• [Stated goal]: Please format the entries, starting at the line containing "trace the outline of every instance of the umbro" and running through the end of the entries, as a two-column CSV with the headers entry_text and answer. Give one row per entry, with its text and its answer each in a single quoted field and line breaks replaced by spaces.

• [Material for this exercise]:
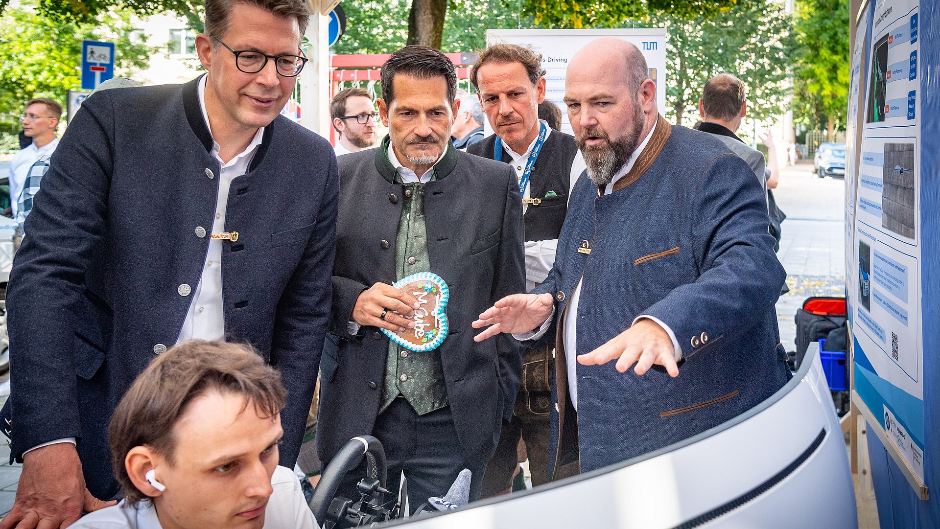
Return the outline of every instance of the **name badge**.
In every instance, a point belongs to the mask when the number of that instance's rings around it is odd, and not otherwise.
[[[210,237],[210,239],[216,239],[216,240],[221,239],[222,241],[231,241],[232,242],[235,242],[236,241],[238,241],[238,232],[226,231],[223,233],[213,233],[212,237]]]

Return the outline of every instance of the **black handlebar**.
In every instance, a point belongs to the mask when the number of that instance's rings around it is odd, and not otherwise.
[[[382,447],[382,443],[371,435],[363,435],[351,439],[343,447],[339,449],[333,460],[330,461],[322,475],[317,488],[313,490],[313,497],[310,498],[310,509],[317,522],[321,525],[325,523],[326,511],[330,507],[330,502],[337,495],[339,485],[343,477],[351,470],[354,469],[363,458],[367,460],[367,477],[377,479],[380,487],[385,487],[385,450]]]

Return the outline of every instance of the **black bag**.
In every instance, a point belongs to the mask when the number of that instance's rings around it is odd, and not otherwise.
[[[767,214],[770,215],[770,234],[776,239],[774,243],[774,251],[780,250],[780,223],[787,220],[787,214],[776,206],[776,199],[774,198],[774,192],[767,190]],[[804,351],[805,352],[805,351]]]
[[[796,309],[796,362],[800,368],[811,342],[828,337],[829,332],[845,326],[845,298],[813,297]]]

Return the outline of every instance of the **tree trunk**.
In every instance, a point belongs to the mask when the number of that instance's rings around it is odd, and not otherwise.
[[[441,49],[447,0],[412,0],[408,15],[408,44]]]

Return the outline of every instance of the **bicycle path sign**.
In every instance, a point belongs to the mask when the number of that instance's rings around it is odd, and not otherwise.
[[[114,76],[114,42],[82,40],[82,89],[94,90]]]

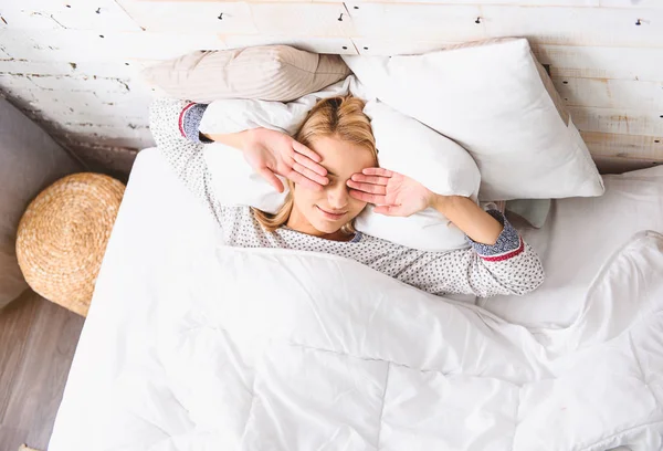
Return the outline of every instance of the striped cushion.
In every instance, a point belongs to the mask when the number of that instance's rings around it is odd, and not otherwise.
[[[223,98],[288,102],[350,74],[338,55],[287,45],[193,52],[143,71],[164,94],[197,103]]]

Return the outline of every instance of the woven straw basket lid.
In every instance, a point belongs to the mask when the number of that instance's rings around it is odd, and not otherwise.
[[[74,174],[30,203],[17,237],[17,258],[32,290],[87,315],[124,185],[101,174]]]

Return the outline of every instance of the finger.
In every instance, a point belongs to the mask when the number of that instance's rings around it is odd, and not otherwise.
[[[385,196],[369,195],[368,192],[358,191],[356,189],[350,189],[350,196],[362,202],[375,203],[376,206],[383,206],[387,203]]]
[[[329,182],[329,179],[327,177],[323,177],[319,174],[308,169],[307,167],[299,165],[298,162],[293,164],[293,170],[299,172],[307,179],[313,180],[318,185],[327,185]]]
[[[385,168],[366,168],[361,172],[367,176],[391,177],[393,172]]]
[[[348,187],[354,188],[358,191],[369,192],[371,195],[385,196],[387,193],[387,188],[382,185],[360,183],[354,180],[348,180],[347,185]]]
[[[270,185],[272,185],[276,191],[283,192],[283,183],[278,180],[278,177],[274,175],[269,168],[257,168],[257,174],[267,180]]]
[[[352,180],[383,186],[387,186],[387,183],[389,183],[389,177],[365,176],[364,174],[352,174]]]
[[[297,172],[296,170],[291,170],[286,177],[294,181],[297,185],[302,185],[304,188],[308,188],[308,189],[313,189],[316,191],[320,191],[323,189],[323,186],[316,181],[313,181],[309,178],[304,177],[303,175],[301,175],[299,172]]]
[[[315,162],[320,162],[323,158],[317,155],[315,151],[311,150],[308,147],[304,146],[302,143],[293,140],[293,149],[297,154],[302,154],[314,160]],[[326,172],[325,172],[326,174]],[[323,176],[325,175],[323,174]]]
[[[296,162],[298,162],[299,165],[305,166],[306,168],[311,169],[315,174],[318,174],[323,177],[327,175],[327,169],[325,169],[322,165],[315,162],[311,158],[305,157],[304,155],[295,153],[295,154],[293,154],[293,159]]]

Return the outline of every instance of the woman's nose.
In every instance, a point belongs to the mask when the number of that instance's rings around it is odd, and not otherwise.
[[[350,196],[348,195],[345,183],[335,183],[335,186],[330,187],[327,191],[329,207],[334,208],[335,210],[340,210],[347,207],[349,198]]]

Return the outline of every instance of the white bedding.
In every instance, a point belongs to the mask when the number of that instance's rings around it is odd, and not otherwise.
[[[549,226],[547,263],[607,240]],[[144,151],[49,450],[662,449],[663,237],[631,232],[592,253],[569,327],[528,331],[340,258],[224,248]],[[548,290],[548,312],[576,295]]]

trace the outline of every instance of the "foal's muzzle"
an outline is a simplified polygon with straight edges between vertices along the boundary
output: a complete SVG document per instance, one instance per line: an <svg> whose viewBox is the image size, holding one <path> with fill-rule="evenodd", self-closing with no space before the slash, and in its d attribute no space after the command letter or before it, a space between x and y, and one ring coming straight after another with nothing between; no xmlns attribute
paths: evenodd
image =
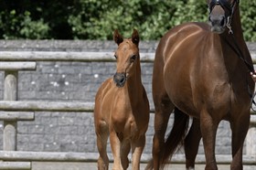
<svg viewBox="0 0 256 170"><path fill-rule="evenodd" d="M115 82L115 85L119 88L122 88L124 86L124 83L126 81L126 75L124 72L119 73L116 72L113 75L113 81Z"/></svg>

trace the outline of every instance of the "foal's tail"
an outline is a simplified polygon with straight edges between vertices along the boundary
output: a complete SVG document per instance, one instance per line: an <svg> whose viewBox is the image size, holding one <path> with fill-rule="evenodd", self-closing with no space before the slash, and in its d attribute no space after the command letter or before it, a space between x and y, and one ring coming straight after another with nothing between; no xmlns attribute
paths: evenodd
<svg viewBox="0 0 256 170"><path fill-rule="evenodd" d="M177 108L175 109L175 120L172 131L165 142L163 156L160 156L160 167L164 167L169 162L170 157L179 146L184 144L184 140L188 128L189 116Z"/></svg>

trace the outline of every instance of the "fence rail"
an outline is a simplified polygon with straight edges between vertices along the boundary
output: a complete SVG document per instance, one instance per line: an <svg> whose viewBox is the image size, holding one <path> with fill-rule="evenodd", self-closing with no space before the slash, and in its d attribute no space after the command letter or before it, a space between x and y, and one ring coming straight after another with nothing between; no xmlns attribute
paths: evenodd
<svg viewBox="0 0 256 170"><path fill-rule="evenodd" d="M4 101L0 101L0 120L4 121L4 151L0 151L0 169L31 169L31 161L65 161L83 162L95 161L97 157L91 154L82 153L48 153L48 152L19 152L16 150L17 121L33 121L34 112L93 112L94 103L79 101L18 101L17 80L19 70L36 70L37 61L76 61L76 62L105 62L114 61L113 52L50 52L50 51L1 51L0 70L5 71ZM252 54L253 58L256 55ZM153 62L154 53L141 53L142 62ZM256 63L256 59L253 59ZM154 112L154 109L151 109ZM251 125L256 125L256 115L251 115ZM244 163L256 165L256 154L246 155ZM255 154L255 155L254 155ZM97 155L98 156L98 155ZM174 158L174 162L184 163L184 156ZM149 155L144 155L147 161ZM217 155L218 162L229 164L230 155ZM197 156L197 163L205 163L204 156ZM8 162L11 161L11 162ZM16 162L21 161L21 162ZM22 162L23 161L23 162Z"/></svg>

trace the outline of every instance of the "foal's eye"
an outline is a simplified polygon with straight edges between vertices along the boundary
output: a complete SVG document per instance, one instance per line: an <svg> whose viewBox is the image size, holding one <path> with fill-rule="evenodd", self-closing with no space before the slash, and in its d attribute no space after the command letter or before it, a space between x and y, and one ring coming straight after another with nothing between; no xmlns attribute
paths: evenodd
<svg viewBox="0 0 256 170"><path fill-rule="evenodd" d="M132 56L132 57L130 58L131 62L134 62L135 59L136 59L136 58L137 58L136 55Z"/></svg>

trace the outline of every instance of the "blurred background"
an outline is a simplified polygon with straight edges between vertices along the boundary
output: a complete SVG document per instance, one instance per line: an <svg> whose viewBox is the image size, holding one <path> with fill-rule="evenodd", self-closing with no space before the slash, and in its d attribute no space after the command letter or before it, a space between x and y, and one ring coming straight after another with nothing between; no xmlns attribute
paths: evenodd
<svg viewBox="0 0 256 170"><path fill-rule="evenodd" d="M0 0L1 39L112 39L116 28L129 37L158 40L176 25L208 20L206 0ZM256 41L256 1L241 0L246 41Z"/></svg>

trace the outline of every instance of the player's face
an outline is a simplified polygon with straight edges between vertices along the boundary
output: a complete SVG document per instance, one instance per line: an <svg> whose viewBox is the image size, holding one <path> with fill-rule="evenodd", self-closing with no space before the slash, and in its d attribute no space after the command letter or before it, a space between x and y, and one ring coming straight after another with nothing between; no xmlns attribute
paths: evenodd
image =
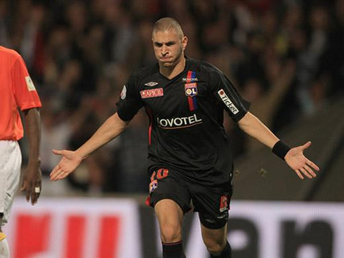
<svg viewBox="0 0 344 258"><path fill-rule="evenodd" d="M175 67L184 55L187 38L180 37L174 29L156 32L152 39L155 57L160 65L165 67Z"/></svg>

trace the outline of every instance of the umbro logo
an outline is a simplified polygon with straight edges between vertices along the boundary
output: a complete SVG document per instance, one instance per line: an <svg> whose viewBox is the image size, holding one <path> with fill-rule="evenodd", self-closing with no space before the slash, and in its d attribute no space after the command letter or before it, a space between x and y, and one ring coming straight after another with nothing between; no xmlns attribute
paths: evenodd
<svg viewBox="0 0 344 258"><path fill-rule="evenodd" d="M198 79L197 78L183 78L183 82L190 83L195 81L198 81Z"/></svg>
<svg viewBox="0 0 344 258"><path fill-rule="evenodd" d="M155 86L156 85L158 85L158 83L156 83L154 81L150 81L149 83L145 83L145 86L150 86L150 87L153 87Z"/></svg>

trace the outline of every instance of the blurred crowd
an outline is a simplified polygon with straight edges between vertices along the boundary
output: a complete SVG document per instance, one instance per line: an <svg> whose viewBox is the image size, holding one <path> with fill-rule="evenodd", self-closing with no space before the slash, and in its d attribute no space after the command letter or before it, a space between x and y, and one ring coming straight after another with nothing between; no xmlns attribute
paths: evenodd
<svg viewBox="0 0 344 258"><path fill-rule="evenodd" d="M41 168L116 111L135 69L155 62L151 29L175 18L186 53L220 68L274 132L326 107L344 88L344 1L3 0L0 45L23 57L43 103ZM86 159L51 194L147 192L147 118ZM235 156L258 147L230 119ZM22 143L25 144L25 143Z"/></svg>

• [The completed task]:
entry_text,answer
"trace the outline of every instance of the umbro logo an outline is a simplified polygon with straight edges between vertices along the boundary output: a complete SVG document per instance, one instance per line: an <svg> whose viewBox is the image size, holding one <path> with fill-rule=""evenodd"", self-closing with no space before the slash, and in its d attribute no space after the command letter or before it, a space between x and y, and one ring coming straight after another with nothing between; no xmlns attribute paths: evenodd","<svg viewBox=""0 0 344 258""><path fill-rule=""evenodd"" d=""M198 79L197 78L183 78L183 82L190 83L195 81L198 81Z""/></svg> <svg viewBox=""0 0 344 258""><path fill-rule=""evenodd"" d=""M155 86L156 85L158 85L158 83L156 83L154 81L150 81L149 83L145 83L145 86L150 86L150 87L153 87Z""/></svg>"
"trace the outline of every instance of the blurred crowd an outline is a simplified polygon with straight edges between vertices along the boundary output: a complete SVG document per instance, one instance per line: an <svg> whose viewBox is the image size, holding one <path> with fill-rule=""evenodd"", self-closing with no space before the slash, and in its d attribute no space after the command letter or before it, a space between x and y, and one ring coming straight after another with nothing between; no xmlns attribute paths: evenodd","<svg viewBox=""0 0 344 258""><path fill-rule=""evenodd"" d=""M41 168L116 111L135 69L155 62L151 29L175 18L186 53L220 68L274 132L326 107L344 88L344 1L3 0L0 45L23 57L43 103ZM86 159L51 194L147 192L147 118ZM235 156L258 147L230 119ZM22 143L25 144L25 143Z""/></svg>"